WORK INSTRUCTION 1
Decide whether each statement below agrees with the essay on religion in the Pacific Northwest. For each one, answer yes or no and quote the deciding words of the essay.
(a) The writer attended a conference on Religion in the Pacific Northwest in 2005.
(b) The conference was sponsored by First United Methodist Church of Vancouver, Washington, alone.
(c) Fewer people came to the conference than the planners had hoped.
WORK INSTRUCTION 2
Repeat the part of the essay on religion in the Pacific Northwest that begins at the words "In 2005, I attended" and stops after the words "number showed up.".

TEXT UNDER STUDY
———

Trying To Be Religious in the None Zone

As a religious historian, I know that our understandings of religion—both in the present tense and in its historical development—are shaped by where we stand. For me, the vantage point is the Pacific Northwest, liberal (some prefer progressive) Protestantism, and life-long membership in a church which the New York Times has referred to as a small, liberal leaning denomination. In recent years, I have written comments on American religion from this standpoint, which I intend to update and publish on an occasional basis in this, my online journal.

In 2005, I attended a conference on Religion in the Pacific Northwest sponsored by the Northwest House of Theological Studies, in association with First United Methodist Church of Vancouver, Washington. The planners had hoped that sixty-five people would attend. Instead, double that number showed up.

———

SUPPLIED RECORDS
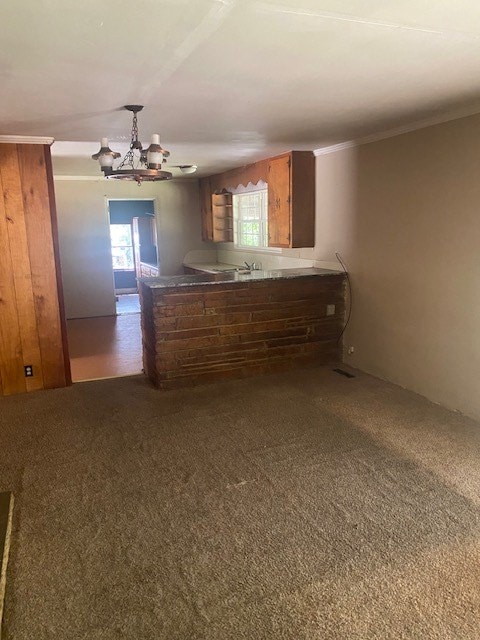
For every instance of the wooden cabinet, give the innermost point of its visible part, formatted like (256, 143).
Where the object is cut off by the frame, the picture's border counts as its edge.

———

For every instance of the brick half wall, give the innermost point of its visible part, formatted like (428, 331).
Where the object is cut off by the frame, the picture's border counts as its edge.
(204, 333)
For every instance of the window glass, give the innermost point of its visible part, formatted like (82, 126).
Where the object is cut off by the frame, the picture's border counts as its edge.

———

EXERCISE SOLUTION 1
(a) Yes: "In 2005, I attended a conference on Religion in the Pacific Northwest"
(b) No: "sponsored by the Northwest House of Theological Studies, in association with First United Methodist Church of Vancouver, Washington"
(c) No: "Instead, double that number showed up."

EXERCISE SOLUTION 2
In 2005, I attended a conference on Religion in the Pacific Northwest sponsored by the Northwest House of Theological Studies, in association with First United Methodist Church of Vancouver, Washington. The planners had hoped that sixty-five people would attend. Instead, double that number showed up.